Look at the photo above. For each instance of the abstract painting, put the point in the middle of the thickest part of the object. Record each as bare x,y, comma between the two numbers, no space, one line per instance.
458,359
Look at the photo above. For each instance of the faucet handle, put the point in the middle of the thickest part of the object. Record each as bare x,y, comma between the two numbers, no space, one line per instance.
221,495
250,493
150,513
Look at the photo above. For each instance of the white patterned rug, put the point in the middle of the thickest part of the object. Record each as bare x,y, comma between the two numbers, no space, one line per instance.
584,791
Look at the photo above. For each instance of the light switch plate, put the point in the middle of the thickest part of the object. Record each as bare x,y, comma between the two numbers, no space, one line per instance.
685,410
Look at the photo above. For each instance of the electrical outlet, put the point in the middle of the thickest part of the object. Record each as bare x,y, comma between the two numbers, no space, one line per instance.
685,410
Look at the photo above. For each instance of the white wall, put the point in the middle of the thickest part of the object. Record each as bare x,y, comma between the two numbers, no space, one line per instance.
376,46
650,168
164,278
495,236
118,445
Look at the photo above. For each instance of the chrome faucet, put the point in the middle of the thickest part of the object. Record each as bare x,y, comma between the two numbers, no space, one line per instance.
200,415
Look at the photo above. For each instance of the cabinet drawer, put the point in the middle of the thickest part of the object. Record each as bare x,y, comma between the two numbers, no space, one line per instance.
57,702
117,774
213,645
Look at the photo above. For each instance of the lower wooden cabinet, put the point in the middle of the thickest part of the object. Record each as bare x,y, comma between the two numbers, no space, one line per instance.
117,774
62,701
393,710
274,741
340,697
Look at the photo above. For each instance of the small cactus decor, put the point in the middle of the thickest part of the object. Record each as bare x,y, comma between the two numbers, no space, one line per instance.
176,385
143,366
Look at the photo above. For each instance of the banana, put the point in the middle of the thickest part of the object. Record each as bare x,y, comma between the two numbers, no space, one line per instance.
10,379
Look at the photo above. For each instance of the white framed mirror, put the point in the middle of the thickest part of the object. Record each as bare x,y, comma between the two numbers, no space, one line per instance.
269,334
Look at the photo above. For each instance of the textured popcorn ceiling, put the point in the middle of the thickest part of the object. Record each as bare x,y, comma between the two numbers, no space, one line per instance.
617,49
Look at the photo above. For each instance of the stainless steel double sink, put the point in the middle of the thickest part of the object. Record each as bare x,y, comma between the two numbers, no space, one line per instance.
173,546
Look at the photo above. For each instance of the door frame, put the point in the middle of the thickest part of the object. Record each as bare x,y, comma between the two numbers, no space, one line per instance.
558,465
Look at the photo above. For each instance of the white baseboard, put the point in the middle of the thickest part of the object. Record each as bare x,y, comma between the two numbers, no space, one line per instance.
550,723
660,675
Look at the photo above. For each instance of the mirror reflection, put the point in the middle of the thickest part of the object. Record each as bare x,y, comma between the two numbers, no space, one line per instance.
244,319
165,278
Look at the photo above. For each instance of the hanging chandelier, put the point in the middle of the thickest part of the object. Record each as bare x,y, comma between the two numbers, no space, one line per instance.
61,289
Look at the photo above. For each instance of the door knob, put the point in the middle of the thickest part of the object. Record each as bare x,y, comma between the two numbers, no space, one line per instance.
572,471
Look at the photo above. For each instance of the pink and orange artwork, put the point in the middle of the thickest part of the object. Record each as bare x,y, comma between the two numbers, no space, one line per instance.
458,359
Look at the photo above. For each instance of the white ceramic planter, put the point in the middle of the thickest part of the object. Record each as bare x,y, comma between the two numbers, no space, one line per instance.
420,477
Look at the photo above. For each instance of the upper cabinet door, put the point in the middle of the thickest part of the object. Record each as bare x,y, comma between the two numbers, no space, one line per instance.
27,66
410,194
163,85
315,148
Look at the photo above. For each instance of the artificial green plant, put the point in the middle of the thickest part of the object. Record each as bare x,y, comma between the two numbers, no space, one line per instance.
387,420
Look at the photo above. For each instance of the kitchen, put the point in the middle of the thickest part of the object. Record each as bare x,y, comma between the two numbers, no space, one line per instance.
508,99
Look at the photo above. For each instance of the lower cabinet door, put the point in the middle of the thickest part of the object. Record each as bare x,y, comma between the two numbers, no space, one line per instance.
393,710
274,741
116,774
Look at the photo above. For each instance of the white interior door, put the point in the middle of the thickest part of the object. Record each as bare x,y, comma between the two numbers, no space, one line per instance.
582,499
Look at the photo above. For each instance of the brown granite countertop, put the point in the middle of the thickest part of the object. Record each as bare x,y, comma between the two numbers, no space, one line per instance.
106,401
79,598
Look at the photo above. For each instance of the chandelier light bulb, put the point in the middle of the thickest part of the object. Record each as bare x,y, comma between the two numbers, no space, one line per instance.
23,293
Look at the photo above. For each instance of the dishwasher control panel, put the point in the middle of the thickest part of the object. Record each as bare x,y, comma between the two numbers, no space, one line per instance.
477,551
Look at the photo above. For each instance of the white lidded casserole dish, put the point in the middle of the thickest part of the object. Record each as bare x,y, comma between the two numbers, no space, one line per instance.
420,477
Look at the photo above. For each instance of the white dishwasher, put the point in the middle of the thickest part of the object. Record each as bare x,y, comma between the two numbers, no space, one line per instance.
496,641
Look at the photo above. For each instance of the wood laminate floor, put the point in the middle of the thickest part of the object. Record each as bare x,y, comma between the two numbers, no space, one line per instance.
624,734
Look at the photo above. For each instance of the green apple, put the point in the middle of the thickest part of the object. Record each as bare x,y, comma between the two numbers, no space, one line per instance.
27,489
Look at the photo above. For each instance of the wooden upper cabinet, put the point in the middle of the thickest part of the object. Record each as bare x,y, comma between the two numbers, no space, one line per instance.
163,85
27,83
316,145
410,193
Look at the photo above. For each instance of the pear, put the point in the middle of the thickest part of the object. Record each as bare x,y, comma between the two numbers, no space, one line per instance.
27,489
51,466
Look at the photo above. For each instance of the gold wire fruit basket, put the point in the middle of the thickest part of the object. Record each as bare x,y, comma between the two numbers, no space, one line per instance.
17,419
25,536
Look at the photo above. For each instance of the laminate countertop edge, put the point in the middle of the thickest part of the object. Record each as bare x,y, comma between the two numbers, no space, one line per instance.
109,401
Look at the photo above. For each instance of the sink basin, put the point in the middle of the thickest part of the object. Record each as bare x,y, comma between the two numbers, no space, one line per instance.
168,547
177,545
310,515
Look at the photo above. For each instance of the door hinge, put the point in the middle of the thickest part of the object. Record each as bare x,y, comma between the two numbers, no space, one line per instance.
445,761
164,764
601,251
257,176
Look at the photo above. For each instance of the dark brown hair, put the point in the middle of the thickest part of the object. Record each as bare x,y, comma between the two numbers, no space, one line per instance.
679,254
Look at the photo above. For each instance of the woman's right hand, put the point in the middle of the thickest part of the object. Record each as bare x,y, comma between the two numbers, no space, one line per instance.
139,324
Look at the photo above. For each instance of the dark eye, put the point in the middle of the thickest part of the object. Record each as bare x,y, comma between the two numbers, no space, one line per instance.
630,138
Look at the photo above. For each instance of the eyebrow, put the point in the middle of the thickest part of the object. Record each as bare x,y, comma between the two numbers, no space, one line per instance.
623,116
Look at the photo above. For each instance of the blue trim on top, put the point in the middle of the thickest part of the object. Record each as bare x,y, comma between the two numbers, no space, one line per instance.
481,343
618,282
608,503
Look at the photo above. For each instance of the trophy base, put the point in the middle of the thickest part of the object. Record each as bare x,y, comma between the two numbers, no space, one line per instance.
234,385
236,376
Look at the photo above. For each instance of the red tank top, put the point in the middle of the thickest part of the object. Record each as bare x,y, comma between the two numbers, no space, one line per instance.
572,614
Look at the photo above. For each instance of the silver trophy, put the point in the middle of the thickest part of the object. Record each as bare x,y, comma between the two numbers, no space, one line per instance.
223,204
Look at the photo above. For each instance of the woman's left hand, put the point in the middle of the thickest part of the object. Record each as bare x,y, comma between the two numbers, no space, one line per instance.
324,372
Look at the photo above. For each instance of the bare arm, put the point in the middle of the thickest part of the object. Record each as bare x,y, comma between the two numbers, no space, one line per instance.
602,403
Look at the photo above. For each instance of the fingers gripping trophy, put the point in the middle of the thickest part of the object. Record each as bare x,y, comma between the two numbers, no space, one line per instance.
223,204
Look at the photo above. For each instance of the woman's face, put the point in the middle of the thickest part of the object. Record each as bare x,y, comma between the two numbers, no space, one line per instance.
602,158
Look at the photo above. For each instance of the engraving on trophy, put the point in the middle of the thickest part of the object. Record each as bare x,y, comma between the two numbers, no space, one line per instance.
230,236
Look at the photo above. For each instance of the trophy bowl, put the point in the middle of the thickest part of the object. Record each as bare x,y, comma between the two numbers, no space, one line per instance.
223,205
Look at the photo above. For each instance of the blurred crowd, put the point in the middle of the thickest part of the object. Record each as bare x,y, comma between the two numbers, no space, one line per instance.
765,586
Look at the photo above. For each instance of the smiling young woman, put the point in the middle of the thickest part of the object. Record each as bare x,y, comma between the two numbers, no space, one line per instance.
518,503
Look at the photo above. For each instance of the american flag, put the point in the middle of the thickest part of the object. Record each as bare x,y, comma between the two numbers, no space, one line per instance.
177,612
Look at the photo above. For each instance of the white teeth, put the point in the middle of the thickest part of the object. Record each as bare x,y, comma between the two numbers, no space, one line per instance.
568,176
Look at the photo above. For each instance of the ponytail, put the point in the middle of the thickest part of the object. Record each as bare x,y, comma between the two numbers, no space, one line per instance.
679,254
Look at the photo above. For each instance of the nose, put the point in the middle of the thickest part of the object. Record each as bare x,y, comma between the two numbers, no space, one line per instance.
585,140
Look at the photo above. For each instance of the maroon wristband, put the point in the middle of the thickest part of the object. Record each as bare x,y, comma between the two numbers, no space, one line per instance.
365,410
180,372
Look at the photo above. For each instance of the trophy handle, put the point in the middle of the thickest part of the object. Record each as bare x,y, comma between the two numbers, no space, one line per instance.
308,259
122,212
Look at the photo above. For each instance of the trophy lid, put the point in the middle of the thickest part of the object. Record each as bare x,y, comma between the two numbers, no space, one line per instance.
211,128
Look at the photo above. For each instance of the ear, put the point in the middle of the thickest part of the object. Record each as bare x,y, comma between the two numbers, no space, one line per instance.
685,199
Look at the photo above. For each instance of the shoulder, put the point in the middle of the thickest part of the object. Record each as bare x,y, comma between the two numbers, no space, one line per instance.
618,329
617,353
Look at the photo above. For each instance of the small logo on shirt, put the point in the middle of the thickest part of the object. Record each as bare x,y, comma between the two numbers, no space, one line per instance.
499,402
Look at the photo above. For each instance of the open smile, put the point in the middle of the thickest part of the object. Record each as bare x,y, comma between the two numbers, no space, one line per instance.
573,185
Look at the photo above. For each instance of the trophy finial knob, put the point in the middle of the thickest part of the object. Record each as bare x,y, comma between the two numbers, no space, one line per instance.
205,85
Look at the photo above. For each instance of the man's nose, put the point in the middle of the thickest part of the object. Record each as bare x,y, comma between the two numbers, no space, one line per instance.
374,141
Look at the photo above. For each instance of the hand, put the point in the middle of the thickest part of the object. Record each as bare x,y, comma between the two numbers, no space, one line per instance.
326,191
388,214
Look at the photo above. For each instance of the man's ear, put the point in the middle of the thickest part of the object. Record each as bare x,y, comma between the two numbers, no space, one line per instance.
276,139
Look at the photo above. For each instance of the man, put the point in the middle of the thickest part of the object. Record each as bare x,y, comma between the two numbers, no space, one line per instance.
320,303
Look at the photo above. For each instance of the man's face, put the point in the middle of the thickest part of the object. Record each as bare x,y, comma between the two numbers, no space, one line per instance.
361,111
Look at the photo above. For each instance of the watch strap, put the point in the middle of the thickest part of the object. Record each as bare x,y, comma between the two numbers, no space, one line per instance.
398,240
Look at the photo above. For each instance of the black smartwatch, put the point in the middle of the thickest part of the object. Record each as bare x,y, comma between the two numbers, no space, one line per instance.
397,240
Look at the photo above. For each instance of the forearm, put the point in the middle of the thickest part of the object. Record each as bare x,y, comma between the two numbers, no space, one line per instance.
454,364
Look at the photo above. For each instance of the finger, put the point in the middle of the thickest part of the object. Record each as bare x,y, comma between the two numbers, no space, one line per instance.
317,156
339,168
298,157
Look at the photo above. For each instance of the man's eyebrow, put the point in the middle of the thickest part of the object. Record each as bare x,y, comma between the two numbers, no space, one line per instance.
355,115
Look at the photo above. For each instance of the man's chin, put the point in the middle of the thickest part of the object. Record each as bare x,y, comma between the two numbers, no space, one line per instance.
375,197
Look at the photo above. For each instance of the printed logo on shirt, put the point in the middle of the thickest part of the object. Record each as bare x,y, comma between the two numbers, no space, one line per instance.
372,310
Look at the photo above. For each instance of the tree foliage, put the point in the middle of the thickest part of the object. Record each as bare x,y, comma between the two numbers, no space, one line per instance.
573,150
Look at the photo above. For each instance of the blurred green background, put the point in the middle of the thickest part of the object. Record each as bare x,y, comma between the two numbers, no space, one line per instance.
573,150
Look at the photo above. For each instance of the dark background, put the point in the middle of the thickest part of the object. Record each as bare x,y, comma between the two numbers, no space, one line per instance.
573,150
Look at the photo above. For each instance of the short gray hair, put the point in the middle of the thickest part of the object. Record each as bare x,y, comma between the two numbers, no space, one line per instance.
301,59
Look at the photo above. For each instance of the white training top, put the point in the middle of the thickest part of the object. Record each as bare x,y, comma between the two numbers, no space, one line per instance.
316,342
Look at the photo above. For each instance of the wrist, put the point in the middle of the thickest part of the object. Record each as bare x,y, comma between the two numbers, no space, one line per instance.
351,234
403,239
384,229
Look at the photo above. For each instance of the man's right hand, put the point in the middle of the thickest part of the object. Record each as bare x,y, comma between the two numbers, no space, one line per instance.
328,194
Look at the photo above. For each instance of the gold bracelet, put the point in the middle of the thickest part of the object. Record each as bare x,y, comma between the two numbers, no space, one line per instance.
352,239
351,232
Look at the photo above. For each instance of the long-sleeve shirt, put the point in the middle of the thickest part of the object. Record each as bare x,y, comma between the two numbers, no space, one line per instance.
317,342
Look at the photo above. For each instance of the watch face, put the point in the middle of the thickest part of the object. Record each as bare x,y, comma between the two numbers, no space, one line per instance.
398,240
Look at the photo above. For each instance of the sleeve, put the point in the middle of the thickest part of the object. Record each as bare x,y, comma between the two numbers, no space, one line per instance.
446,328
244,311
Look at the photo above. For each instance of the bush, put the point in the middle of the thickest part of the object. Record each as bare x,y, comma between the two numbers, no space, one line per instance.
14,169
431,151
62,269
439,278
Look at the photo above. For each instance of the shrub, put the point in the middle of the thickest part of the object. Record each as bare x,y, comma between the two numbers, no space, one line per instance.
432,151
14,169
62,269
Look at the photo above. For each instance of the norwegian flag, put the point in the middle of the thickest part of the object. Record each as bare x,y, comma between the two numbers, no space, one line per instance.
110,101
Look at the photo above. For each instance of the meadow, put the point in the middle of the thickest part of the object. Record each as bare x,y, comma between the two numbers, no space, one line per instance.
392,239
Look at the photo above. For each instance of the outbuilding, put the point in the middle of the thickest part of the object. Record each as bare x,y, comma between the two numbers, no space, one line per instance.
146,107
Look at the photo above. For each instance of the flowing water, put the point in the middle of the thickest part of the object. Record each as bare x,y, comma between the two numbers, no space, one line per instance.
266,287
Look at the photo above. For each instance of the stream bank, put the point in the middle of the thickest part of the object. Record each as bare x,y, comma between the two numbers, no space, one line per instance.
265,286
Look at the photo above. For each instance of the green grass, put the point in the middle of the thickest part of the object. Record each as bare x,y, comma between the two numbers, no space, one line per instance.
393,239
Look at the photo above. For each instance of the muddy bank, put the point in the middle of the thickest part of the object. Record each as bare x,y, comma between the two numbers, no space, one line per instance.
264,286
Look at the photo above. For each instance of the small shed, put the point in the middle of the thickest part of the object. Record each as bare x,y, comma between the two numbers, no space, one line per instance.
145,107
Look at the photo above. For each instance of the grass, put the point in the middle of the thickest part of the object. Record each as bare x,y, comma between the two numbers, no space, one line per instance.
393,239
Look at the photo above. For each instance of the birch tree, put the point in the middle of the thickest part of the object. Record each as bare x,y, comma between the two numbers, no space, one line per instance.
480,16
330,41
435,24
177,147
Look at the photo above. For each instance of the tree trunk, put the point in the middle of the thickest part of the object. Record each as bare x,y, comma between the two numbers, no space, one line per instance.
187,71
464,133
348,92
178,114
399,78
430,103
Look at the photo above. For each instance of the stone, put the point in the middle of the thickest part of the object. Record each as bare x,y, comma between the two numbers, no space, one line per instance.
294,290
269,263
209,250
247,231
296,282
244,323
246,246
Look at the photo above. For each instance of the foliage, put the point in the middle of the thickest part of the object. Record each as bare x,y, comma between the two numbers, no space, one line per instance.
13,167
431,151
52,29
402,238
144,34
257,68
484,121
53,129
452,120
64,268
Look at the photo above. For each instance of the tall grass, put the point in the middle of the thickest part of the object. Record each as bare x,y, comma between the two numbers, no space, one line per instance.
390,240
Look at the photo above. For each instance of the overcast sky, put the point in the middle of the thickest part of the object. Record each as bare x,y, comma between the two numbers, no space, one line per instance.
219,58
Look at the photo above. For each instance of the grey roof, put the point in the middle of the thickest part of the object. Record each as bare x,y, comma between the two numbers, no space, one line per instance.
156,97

— DIRECTIONS FOR THIS TASK —
Transcribe only the trailing portion of the entries above: the line that contains "Look at the photo above. For each instance of the overcast" and each line after it.

— YOUR SOLUTION —
Look at the photo above. For each instance of the overcast sky, put the point in the middle of the thickest part of the object. Record each as bare x,y, comma between the two numbers, no space, one line per instance.
219,58
Look at the photo above. For each instance of the grey roof, put the point in the middle of the thickest part of the object. Record each as bare x,y, comma between the two numbers, no space, one line per instance.
156,97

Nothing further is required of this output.